* _WRITTEN INSTRUCTION_:
Would you write out the listing verbatim and skip every picture in it?

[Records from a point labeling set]
......

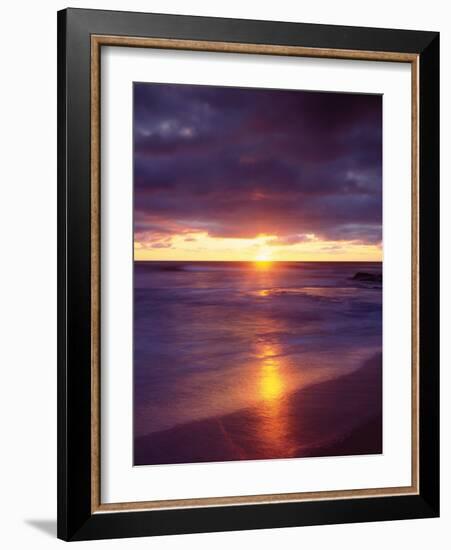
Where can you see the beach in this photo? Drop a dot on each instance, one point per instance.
(238, 361)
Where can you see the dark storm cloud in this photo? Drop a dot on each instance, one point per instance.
(239, 162)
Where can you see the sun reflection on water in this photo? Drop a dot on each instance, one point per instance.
(273, 410)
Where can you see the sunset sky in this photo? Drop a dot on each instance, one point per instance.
(253, 174)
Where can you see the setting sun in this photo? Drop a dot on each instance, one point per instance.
(263, 256)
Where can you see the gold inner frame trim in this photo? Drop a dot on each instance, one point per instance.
(97, 41)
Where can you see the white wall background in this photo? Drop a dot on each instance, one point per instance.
(28, 272)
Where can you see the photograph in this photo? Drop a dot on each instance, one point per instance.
(257, 276)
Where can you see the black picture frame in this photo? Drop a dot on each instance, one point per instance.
(76, 520)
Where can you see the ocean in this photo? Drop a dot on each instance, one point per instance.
(245, 360)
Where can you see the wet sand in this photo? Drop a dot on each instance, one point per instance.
(339, 417)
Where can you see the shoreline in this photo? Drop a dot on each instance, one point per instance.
(338, 417)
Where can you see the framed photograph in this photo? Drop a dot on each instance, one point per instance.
(248, 274)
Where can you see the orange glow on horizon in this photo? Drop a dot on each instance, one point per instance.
(263, 249)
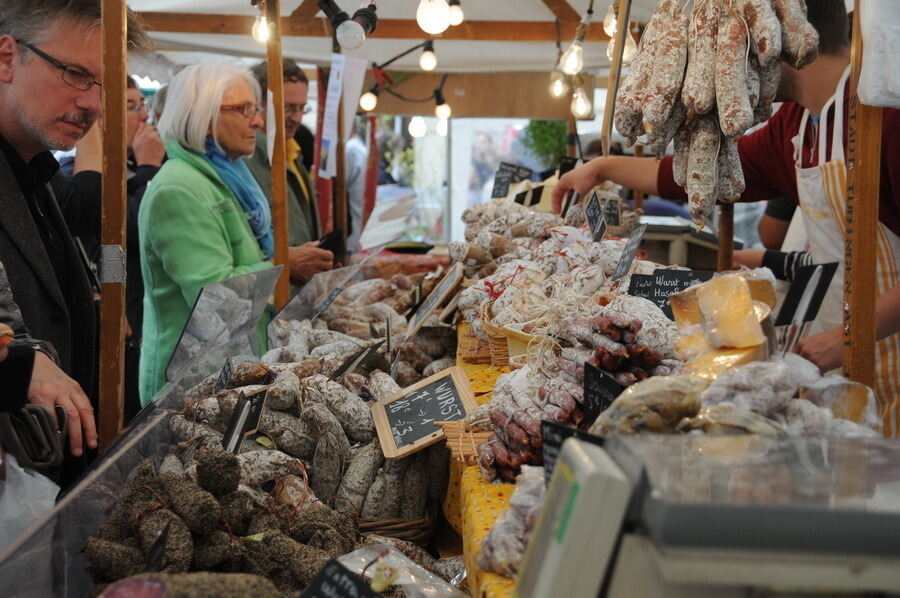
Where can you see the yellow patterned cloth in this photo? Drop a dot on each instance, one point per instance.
(482, 503)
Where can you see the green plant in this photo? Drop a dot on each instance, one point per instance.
(546, 140)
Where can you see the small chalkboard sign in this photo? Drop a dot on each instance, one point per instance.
(664, 282)
(406, 421)
(337, 581)
(612, 211)
(244, 419)
(437, 296)
(553, 435)
(224, 376)
(629, 253)
(600, 390)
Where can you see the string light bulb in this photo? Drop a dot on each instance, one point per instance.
(559, 86)
(433, 16)
(628, 54)
(260, 29)
(609, 21)
(369, 100)
(428, 59)
(456, 13)
(417, 127)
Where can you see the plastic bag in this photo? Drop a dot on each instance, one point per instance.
(879, 81)
(25, 497)
(415, 581)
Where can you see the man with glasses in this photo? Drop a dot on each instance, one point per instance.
(50, 76)
(303, 218)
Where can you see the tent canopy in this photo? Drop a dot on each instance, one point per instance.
(497, 36)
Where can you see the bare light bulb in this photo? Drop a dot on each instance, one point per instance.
(609, 21)
(260, 29)
(581, 104)
(572, 60)
(433, 16)
(417, 127)
(428, 61)
(350, 35)
(558, 84)
(456, 13)
(368, 101)
(442, 111)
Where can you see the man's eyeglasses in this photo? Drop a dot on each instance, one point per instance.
(292, 109)
(73, 77)
(247, 110)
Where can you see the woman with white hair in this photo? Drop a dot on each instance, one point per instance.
(203, 218)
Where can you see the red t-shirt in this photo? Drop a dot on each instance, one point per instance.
(767, 156)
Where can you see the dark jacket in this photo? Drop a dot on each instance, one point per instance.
(65, 317)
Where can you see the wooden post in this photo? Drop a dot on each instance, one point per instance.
(112, 234)
(615, 69)
(863, 189)
(279, 161)
(726, 236)
(638, 195)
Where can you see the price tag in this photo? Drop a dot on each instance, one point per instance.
(224, 376)
(244, 419)
(629, 253)
(553, 435)
(600, 390)
(337, 581)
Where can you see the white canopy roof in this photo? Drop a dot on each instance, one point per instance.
(454, 55)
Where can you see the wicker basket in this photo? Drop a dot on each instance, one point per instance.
(418, 532)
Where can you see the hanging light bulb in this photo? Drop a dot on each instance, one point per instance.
(428, 59)
(260, 30)
(433, 16)
(456, 13)
(441, 108)
(572, 60)
(417, 127)
(558, 84)
(369, 100)
(581, 106)
(609, 21)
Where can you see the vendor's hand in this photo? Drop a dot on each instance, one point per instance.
(50, 387)
(825, 349)
(581, 179)
(752, 258)
(5, 339)
(308, 260)
(148, 148)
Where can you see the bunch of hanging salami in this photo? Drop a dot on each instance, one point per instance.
(703, 80)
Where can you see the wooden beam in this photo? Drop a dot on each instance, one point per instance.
(306, 10)
(523, 31)
(562, 10)
(279, 161)
(112, 233)
(863, 189)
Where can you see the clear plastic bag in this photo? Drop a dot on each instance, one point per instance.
(415, 581)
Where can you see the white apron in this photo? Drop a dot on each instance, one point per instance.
(822, 190)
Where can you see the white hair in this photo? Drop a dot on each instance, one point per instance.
(194, 99)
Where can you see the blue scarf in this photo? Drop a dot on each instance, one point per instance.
(237, 176)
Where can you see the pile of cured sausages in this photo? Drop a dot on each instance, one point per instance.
(702, 80)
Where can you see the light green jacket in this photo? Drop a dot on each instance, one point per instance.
(193, 233)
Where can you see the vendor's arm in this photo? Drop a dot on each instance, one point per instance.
(638, 174)
(826, 349)
(191, 239)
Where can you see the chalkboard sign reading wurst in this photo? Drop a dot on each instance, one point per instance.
(407, 421)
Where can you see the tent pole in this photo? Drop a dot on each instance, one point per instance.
(863, 188)
(112, 234)
(279, 161)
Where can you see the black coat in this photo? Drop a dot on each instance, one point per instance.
(64, 317)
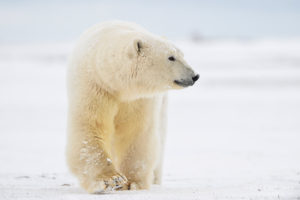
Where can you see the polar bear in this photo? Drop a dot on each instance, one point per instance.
(118, 78)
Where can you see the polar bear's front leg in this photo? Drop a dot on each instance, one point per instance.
(90, 130)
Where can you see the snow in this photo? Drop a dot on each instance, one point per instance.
(234, 135)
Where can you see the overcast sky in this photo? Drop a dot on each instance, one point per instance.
(56, 21)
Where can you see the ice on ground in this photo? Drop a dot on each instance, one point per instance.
(234, 135)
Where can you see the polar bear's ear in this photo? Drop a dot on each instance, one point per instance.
(138, 45)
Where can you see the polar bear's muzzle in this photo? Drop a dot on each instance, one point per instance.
(187, 82)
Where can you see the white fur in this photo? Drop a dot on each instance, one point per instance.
(117, 81)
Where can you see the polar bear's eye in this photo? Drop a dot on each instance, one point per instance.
(171, 58)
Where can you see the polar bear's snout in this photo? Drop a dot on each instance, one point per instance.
(187, 82)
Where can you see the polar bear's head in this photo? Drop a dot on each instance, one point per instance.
(150, 65)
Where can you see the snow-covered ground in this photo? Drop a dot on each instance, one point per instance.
(234, 135)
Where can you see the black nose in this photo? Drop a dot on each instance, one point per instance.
(195, 78)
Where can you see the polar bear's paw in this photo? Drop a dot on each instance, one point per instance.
(116, 182)
(136, 186)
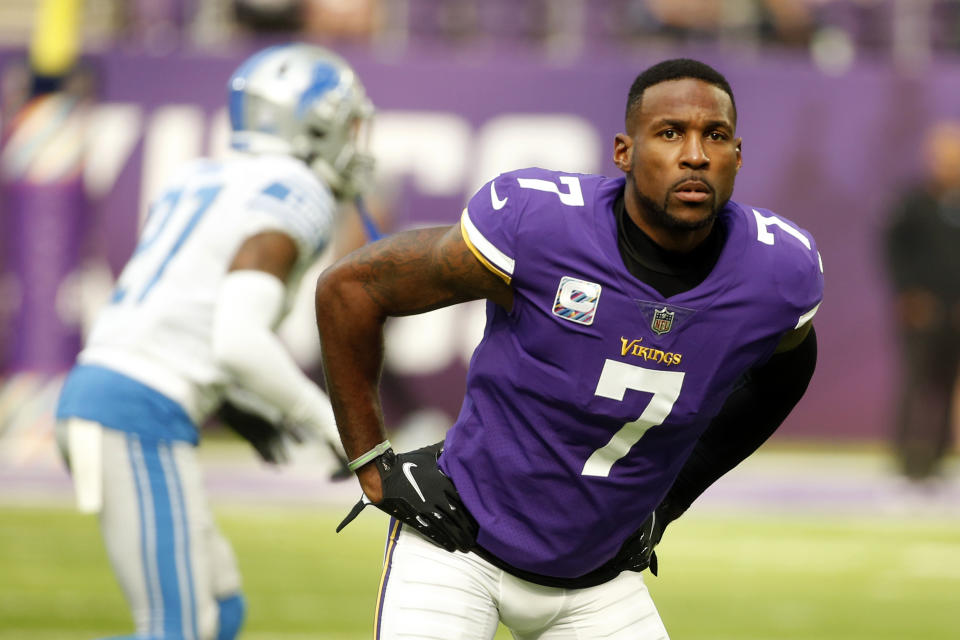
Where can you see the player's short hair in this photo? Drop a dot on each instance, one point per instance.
(676, 69)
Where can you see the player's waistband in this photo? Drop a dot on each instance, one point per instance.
(119, 402)
(604, 573)
(193, 395)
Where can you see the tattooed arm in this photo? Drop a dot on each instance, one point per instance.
(404, 274)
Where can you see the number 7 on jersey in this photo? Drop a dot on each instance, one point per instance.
(615, 379)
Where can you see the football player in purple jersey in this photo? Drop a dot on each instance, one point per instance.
(644, 335)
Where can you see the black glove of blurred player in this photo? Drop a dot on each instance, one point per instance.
(637, 553)
(418, 494)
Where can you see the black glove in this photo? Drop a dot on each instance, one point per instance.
(267, 438)
(418, 494)
(637, 553)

......

* _SOLUTION TO THIS PROBLEM_:
Where can you see the beach in this photo? Drop a dot on each instance, one point per instance.
(238, 361)
Where can you see the dark storm cloud in this photo? Drop a dot on each instance, one point per instance.
(239, 162)
Where can you see the sun reflection on water in this photo? Drop a dot on each instance, one point per instance.
(273, 410)
Where can you see the sunset sky in this photo? Drop a dot on each instance, one point per instance.
(253, 174)
Where can you see the setting sun in this photo? Drop a dot on each instance, one point per instance.
(263, 256)
Where can you see the gold inner frame trim in this photo? Drop a dot on each instance, one point per instance.
(97, 41)
Where can you see the white wall background in this photo? Drop a dot on each instance, one point per instance.
(28, 272)
Where can you see the photograph in this photo? Drop a dot on each instance, one point per instance.
(257, 276)
Where can you see the black picture frame in this photo? Drop a dot on each instance, one point per instance.
(76, 520)
Where can you see the ocean in this photo? Drop a dot on each instance, one point per instance.
(245, 360)
Where can you see the wet sand in this photo? Drop a dot on each instance, one point per instance.
(339, 417)
Where can you see the shoreline in this photo? Drop a dot on each instance, one point per instance.
(338, 417)
Where can you see the framed photograph in this photo? Drop a dot on each instance, one point per instance.
(248, 274)
Where can you see the orange glow on horizon in this photo? Drop a dot on each instance, one point per instance.
(263, 249)
Where can you see the yellow patterned cloth in this photo? Drop a dot on each instance, one point per instance.
(482, 503)
Where can you see the green plant in this photo? Drop a dot on each instance, one point per instance.
(546, 140)
Where can you see the small chalkboard sign in this photo? Drop a dot on each instance, one point per instance.
(664, 282)
(406, 421)
(337, 581)
(612, 211)
(244, 419)
(437, 296)
(553, 435)
(224, 376)
(629, 253)
(600, 390)
Where can you see the string light bulb in this photo? Drop a dot on each instance, one point per instance.
(559, 86)
(433, 16)
(628, 54)
(260, 29)
(609, 21)
(369, 100)
(428, 59)
(456, 13)
(417, 127)
Where can you see the plastic bag in this photo? Drop a dot on each instance, one point per instance.
(879, 81)
(25, 497)
(415, 581)
Where can you see the man with glasses in this photo? Drop a dot on each instance, one point per instance.
(50, 76)
(303, 218)
Where can you see the tent canopy in this photo? Drop a dot on each instance, one point per instance.
(497, 36)
Where can you see the bare light bulb in this photo? Drop a dot on each instance, one point per instance.
(609, 21)
(260, 29)
(581, 104)
(572, 60)
(433, 16)
(417, 127)
(428, 61)
(350, 35)
(558, 84)
(456, 13)
(368, 101)
(442, 111)
Where can you see the man's eyeglasses in this photo? Drop a dot on each instance, one point per instance.
(292, 109)
(73, 77)
(247, 110)
Where can you see the woman with white hair in this photo? Drop a dot on each instance, one point per instance.
(203, 218)
Where can you see the red t-shirt in this photo? Drop a dot on each instance, one point per instance.
(767, 156)
Where can you see the dark jacket in this photo? Drop a dot on each instance, one point per instance.
(65, 317)
Where can you see the wooden post in this photo? Drop a dot on each instance, one point per instance.
(112, 234)
(615, 69)
(863, 189)
(279, 161)
(726, 236)
(638, 195)
Where can you see the price tag in this photo? Drop a dot on each instance, one point per instance.
(224, 376)
(244, 419)
(629, 253)
(553, 435)
(600, 390)
(337, 581)
Where can you see the white canopy roof in this photo? Drop a dot on each instance, one point per instance.
(454, 55)
Where can you see the wicker basket in this photo? Drop a dot on each instance, one point per instance.
(418, 532)
Where can you see the hanging light bulb in this photo? Drop a dot on each instance, one point per instance.
(428, 59)
(260, 30)
(433, 16)
(456, 13)
(441, 108)
(572, 60)
(417, 127)
(558, 84)
(369, 100)
(581, 106)
(609, 21)
Where can you see the vendor's hand in this photo? Drop a dot on each instance, one point per instance.
(50, 387)
(825, 349)
(581, 179)
(752, 258)
(5, 339)
(308, 260)
(148, 148)
Where can you see the bunch of hanging salami in this photo? Drop a dot on each instance, one point per instance.
(703, 80)
Where can you see the wooden beam in this photo? Drop a dot on each instance, one point per instance.
(306, 10)
(523, 31)
(562, 10)
(279, 161)
(112, 233)
(863, 189)
Where can you see the clear plastic bag in this photo? Drop a dot on each instance, one point per instance.
(415, 581)
Where can you see the white apron in this photo? Drop a dot on each instance, one point per instance.
(822, 190)
Where can you see the white hair in this photo? Drop a dot on each instance, one point per instance.
(194, 99)
Where can you see the blue scarf in this photo? Drop a dot on each instance, one point per instance.
(237, 176)
Where can you see the pile of cured sausages in this photo? Drop a dot on each instance, one point per instance.
(702, 80)
Where can you see the light green jacket in this photo? Drop a dot on each instance, one point per instance.
(193, 233)
Where can you see the vendor's arm in this photo? Drop a dot on each instance, one point per instance.
(638, 174)
(826, 349)
(191, 239)
Where can you see the chalkboard sign reading wurst in this photo? Drop a dot on each instance, one point per instance.
(407, 421)
Where can you see the tent pole in this photo? Drop a dot on each instance, one point per instance.
(863, 188)
(112, 234)
(279, 161)
Where can you see the black coat in this photo? Drop a dot on each instance, one point per instance.
(64, 317)
Where can you see the polar bear in this photo? Drop a dot on each instance, one point per instance.
(118, 78)
Where can you see the polar bear's front leg in this photo? Drop a dot on each instance, one point per instance.
(90, 130)
Where can you see the snow in this photo? Drop a dot on each instance, one point per instance.
(234, 135)
Where can you see the overcast sky in this photo? Drop a dot on each instance, one point per instance.
(56, 21)
Where can you see the ice on ground in this photo? Drop a dot on each instance, one point per instance.
(234, 135)
Where can you see the polar bear's ear in this photo? Drop a dot on each instance, one point per instance.
(138, 45)
Where can you see the polar bear's muzzle in this photo? Drop a dot on each instance, one point per instance.
(187, 82)
Where can you see the white fur in this photo? Drop a dot on each instance, one point per instance.
(117, 81)
Where can you see the polar bear's eye in this photo? Drop a dot on each instance, one point per instance.
(171, 58)
Where can you see the polar bear's snout in this photo? Drop a dot on each instance, one point per instance.
(187, 82)
Where can you see the polar bear's head in this photo? Drop a dot on each instance, one point per instance.
(150, 65)
Where can you see the snow-covered ground in this photo? Drop a dot on each instance, one point per instance.
(234, 135)
Where can you see the black nose in this photo? Drop a dot on each instance, one point per instance.
(195, 78)
Where can you see the polar bear's paw in this photo? Drop a dot on each instance, one point per instance.
(116, 182)
(136, 186)
Where can you see the player's short hair in this photo? Drop a dot on each instance, one point per instance.
(676, 69)
Where can you see the player's waistband in this photo? Drop a dot on each instance, one point per instance.
(119, 402)
(604, 573)
(193, 395)
Where can you see the tattooed arm in this photo? Drop a dot on each instance, one point per instance.
(404, 274)
Where can you see the number 7 on jersey in this photo? Drop a dot on each instance, one point per instance.
(615, 379)
Where can you see the football player in purple jersey in this photo? Drop a dot on each instance, one point per instance.
(644, 335)
Where can you see the black glove of blurred player in this photo? Drop a dot on each instance, one point per instance.
(637, 553)
(418, 494)
Where can you see the black glove in this photo? Drop a dot on each instance, one point per instance.
(267, 438)
(418, 494)
(637, 553)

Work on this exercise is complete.